Stored data entries:
════════════════

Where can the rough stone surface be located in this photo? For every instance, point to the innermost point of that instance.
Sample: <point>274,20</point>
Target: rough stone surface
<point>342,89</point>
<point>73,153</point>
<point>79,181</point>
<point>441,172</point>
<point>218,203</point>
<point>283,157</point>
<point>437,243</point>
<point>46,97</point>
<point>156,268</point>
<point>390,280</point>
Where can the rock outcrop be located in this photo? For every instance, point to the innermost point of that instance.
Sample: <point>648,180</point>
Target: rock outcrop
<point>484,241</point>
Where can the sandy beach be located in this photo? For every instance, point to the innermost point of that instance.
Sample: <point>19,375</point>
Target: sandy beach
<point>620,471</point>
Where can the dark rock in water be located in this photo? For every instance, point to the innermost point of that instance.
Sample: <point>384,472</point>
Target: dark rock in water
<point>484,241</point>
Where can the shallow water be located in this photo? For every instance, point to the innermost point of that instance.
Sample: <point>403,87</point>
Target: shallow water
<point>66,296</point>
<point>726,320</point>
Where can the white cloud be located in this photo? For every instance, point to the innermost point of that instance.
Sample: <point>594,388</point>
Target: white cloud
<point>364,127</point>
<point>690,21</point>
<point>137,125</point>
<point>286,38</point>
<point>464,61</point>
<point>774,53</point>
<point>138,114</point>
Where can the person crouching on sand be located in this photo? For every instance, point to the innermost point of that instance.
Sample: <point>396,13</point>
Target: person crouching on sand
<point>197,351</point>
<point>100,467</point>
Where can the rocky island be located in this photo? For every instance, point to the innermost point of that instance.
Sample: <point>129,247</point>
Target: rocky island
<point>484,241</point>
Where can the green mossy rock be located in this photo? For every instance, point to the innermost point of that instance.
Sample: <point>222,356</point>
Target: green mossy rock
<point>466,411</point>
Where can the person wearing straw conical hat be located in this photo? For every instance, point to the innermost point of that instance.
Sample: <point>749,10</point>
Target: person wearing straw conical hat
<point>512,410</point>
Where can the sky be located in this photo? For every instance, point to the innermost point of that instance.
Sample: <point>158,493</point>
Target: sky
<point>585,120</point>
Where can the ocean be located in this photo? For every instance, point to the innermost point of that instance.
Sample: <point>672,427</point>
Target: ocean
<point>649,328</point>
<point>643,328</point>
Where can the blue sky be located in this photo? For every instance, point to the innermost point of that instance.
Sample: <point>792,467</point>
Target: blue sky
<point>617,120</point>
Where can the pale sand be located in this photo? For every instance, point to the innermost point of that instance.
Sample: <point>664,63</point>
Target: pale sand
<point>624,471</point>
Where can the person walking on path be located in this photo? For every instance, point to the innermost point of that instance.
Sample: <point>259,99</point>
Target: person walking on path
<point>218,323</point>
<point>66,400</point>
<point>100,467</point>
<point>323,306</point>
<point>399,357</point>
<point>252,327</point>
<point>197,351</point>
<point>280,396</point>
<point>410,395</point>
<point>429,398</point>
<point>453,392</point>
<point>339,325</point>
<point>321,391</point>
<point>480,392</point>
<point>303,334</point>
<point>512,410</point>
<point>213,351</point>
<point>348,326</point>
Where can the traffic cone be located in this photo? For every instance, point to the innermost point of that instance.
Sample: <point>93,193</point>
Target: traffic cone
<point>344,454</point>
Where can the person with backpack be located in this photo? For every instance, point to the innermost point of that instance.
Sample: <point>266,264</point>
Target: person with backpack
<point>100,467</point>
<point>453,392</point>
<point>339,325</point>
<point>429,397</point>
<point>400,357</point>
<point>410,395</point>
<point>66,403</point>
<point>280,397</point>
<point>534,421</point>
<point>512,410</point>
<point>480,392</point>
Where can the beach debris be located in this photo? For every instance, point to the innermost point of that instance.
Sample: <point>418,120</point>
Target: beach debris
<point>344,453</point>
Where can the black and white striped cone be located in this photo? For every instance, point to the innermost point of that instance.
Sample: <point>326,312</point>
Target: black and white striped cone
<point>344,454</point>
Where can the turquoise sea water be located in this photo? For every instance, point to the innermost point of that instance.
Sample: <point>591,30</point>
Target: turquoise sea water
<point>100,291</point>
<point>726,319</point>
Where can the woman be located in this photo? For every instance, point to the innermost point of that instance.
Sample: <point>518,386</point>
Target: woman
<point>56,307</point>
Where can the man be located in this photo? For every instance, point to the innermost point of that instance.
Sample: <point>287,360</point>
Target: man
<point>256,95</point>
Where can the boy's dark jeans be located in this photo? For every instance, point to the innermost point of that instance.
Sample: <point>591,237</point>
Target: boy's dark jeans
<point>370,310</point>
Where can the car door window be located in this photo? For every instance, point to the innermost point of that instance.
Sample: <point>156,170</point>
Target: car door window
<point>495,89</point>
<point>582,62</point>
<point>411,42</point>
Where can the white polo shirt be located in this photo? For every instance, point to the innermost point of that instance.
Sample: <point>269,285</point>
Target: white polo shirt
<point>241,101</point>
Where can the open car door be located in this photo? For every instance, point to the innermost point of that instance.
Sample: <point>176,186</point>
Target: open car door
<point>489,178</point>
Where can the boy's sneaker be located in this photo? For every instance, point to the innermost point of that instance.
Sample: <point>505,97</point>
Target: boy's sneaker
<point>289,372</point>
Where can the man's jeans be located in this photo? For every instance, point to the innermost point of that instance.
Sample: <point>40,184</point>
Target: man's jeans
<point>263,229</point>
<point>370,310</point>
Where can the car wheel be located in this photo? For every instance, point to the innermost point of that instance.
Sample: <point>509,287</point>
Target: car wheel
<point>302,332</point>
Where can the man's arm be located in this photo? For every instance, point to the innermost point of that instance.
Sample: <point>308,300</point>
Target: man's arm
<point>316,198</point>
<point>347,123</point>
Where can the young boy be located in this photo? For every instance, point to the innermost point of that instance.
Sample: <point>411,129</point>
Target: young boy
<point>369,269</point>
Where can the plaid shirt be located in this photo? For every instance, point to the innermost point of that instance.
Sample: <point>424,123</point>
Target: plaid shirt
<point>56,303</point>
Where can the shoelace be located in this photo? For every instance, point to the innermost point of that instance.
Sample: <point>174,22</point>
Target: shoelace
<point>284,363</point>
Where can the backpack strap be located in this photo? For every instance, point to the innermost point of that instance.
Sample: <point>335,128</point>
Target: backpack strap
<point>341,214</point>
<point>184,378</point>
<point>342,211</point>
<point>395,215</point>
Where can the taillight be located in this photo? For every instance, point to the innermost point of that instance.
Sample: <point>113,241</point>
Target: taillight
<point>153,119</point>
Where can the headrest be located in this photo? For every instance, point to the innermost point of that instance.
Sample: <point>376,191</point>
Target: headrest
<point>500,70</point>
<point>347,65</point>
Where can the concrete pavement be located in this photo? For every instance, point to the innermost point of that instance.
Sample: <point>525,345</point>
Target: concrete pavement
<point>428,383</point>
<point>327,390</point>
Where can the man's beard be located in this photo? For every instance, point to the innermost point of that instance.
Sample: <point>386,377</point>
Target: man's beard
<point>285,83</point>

════════════════

TASK BRIEF: Each entry above is to be copied out exactly.

EXERCISE RESPONSE:
Where can the rough stone surface be located in this photo? For every instance, point to the innermost point of that instance.
Sample: <point>274,20</point>
Target: rough stone surface
<point>342,89</point>
<point>73,153</point>
<point>79,181</point>
<point>441,172</point>
<point>218,203</point>
<point>283,157</point>
<point>437,243</point>
<point>46,97</point>
<point>156,268</point>
<point>390,280</point>
Where can the rock outcrop be located in this photo? For every instance, point to the innermost point of that instance.
Sample: <point>648,180</point>
Target: rock outcrop
<point>484,241</point>
Where can the sandy beach be located in this photo? For every instance, point to the innermost point of that instance.
Sample: <point>19,375</point>
Target: sandy beach
<point>620,471</point>
Where can the dark rock in water be located in this photo? For every instance, point to the innermost point of that instance.
Sample: <point>384,472</point>
Target: dark rock in water
<point>484,241</point>
Where can the shallow water be located in this photo? For every instance, point to the innermost point of that instance.
Sample: <point>403,87</point>
Target: shallow water
<point>66,296</point>
<point>726,320</point>
Where can the white cloud be located in this photo? For every instance, point to the innermost point of that instance.
Sample: <point>594,388</point>
Target: white cloud
<point>364,127</point>
<point>690,21</point>
<point>137,125</point>
<point>286,38</point>
<point>464,61</point>
<point>774,53</point>
<point>138,114</point>
Where can the person crouching on sand be located in this photo? For every instance, point to the innermost point of that instance.
Sample: <point>396,13</point>
Target: person crouching on sand
<point>197,351</point>
<point>100,467</point>
Where can the rocky island be located in this photo? For every instance, point to the innermost point of that instance.
Sample: <point>129,247</point>
Target: rocky island
<point>484,241</point>
Where can the green mossy rock be located in this photo? For every instance, point to the innermost point of that instance.
Sample: <point>222,356</point>
Target: green mossy rock
<point>466,411</point>
Where can the person wearing straw conical hat be located in this photo? For every instance, point to the innermost point of that instance.
Sample: <point>749,10</point>
Target: person wearing straw conical hat
<point>512,410</point>
Where can the sky be located in this photo? For every instance, point to the innermost point of that instance.
Sample: <point>158,493</point>
Target: sky
<point>585,120</point>
Where can the ocean be located in this photo? For every instance, point to the innermost point of that instance.
Sample: <point>672,427</point>
Target: ocean
<point>649,328</point>
<point>643,328</point>
Where can the blue sky be located in this photo? For every instance, point to the innermost point of that instance.
Sample: <point>792,467</point>
Target: blue sky
<point>617,120</point>
Where can the pale sand be located in this photo? For every instance, point to the innermost point of that instance.
Sample: <point>664,63</point>
Target: pale sand
<point>624,471</point>
Where can the person walking on path be located in this photo? For every instance, point to the innermost point of that instance.
Sample: <point>259,99</point>
Target: person walking on path
<point>218,323</point>
<point>66,400</point>
<point>100,467</point>
<point>323,306</point>
<point>399,357</point>
<point>252,327</point>
<point>197,351</point>
<point>280,396</point>
<point>410,395</point>
<point>429,398</point>
<point>453,392</point>
<point>339,325</point>
<point>321,391</point>
<point>480,392</point>
<point>303,334</point>
<point>512,410</point>
<point>213,351</point>
<point>348,326</point>
Where can the traffic cone be located in this photo? For every instance, point to the innermost point of that instance.
Sample: <point>93,193</point>
Target: traffic cone
<point>344,454</point>
Where can the person with backpack be located in this photo? For every instance, point to the innermost point of that instance.
Sample: <point>266,264</point>
Target: person with backpack
<point>100,467</point>
<point>453,392</point>
<point>339,325</point>
<point>429,397</point>
<point>400,357</point>
<point>410,395</point>
<point>66,403</point>
<point>280,397</point>
<point>534,421</point>
<point>512,410</point>
<point>480,392</point>
Where can the beach debris be located in this photo? For every instance, point to the innermost point of that instance.
Sample: <point>418,120</point>
Target: beach debris
<point>344,453</point>
Where can the black and white striped cone be located in this photo? For every instance, point to the innermost point of that instance.
Sample: <point>326,312</point>
Target: black and white striped cone
<point>344,454</point>
Where can the turquoise sea water be located in this photo? For every instance, point to the innermost point of that instance.
Sample: <point>591,30</point>
Target: turquoise sea water
<point>100,291</point>
<point>726,319</point>
Where can the woman be located in this photo? For every instance, point to the innermost point of that instance.
Sample: <point>518,386</point>
Target: woman
<point>56,307</point>
Where can the man be located in this photo? For every instance, point to the innermost point of that instance.
Sample: <point>287,360</point>
Target: man
<point>256,95</point>
Where can the boy's dark jeans be located in this photo? For every instance, point to the innermost point of that instance.
Sample: <point>591,237</point>
Target: boy's dark jeans
<point>370,310</point>
Where can the car door window be located in this photo? For every instance, point to the innermost point of that instance.
Sample: <point>156,170</point>
Target: car door window
<point>495,89</point>
<point>582,62</point>
<point>411,42</point>
Where can the white polo shirt be located in this photo? For every instance, point to the innermost point of that instance.
Sample: <point>269,285</point>
Target: white polo shirt
<point>241,101</point>
Where can the open car door be located in this photo? For every instance, point to the innermost point of that instance.
Sample: <point>176,186</point>
Target: open car door
<point>489,178</point>
Where can the boy's sneaker be located in this photo? For every instance, point to the innermost point of that instance.
Sample: <point>505,97</point>
Target: boy's sneaker
<point>289,372</point>
Where can the man's jeans be located in this photo? For every instance, point to the innermost point of that instance.
Sample: <point>40,184</point>
Target: man's jeans
<point>263,229</point>
<point>370,310</point>
Where can the car wheel be located in this photo? For every instance, point to the innermost point of that instance.
Sample: <point>509,287</point>
Target: car wheel
<point>302,332</point>
Where can the man's arm be located in this photo? For every instance, point to the innermost point of that instance.
Sample: <point>308,300</point>
Target: man's arm
<point>316,198</point>
<point>347,123</point>
Where can the young boy be located in this photo? For every instance, point to the innermost point of that instance.
Sample: <point>411,129</point>
Target: young boy
<point>369,269</point>
Where can the plaid shirt be located in this photo? For every instance, point to the innermost point of that instance.
Sample: <point>424,123</point>
Target: plaid shirt
<point>56,303</point>
Where can the shoelace be located in this photo? For every instance, point to the innermost point of that instance.
Sample: <point>174,22</point>
Target: shoelace
<point>284,363</point>
Where can the backpack strap be located in this photo? For every instance, point to the innermost point of that instance.
Sample: <point>335,128</point>
Target: backpack strap
<point>341,214</point>
<point>184,378</point>
<point>342,211</point>
<point>395,215</point>
Where can the taillight be located in this photo? For every instance, point to the innermost point of that instance.
Sample: <point>113,241</point>
Target: taillight
<point>153,119</point>
Where can the headrest be located in this photo? For every instance, point to the innermost point of that instance.
Sample: <point>376,191</point>
Target: headrest
<point>500,70</point>
<point>347,65</point>
Where can the concrete pavement be located in this photo? For every instance, point to the innermost point of that instance.
Sample: <point>525,345</point>
Target: concrete pavement
<point>428,383</point>
<point>327,390</point>
Where can the man's beard be located in this photo? For every instance, point to the innermost point of that instance.
Sample: <point>386,377</point>
Target: man's beard
<point>285,83</point>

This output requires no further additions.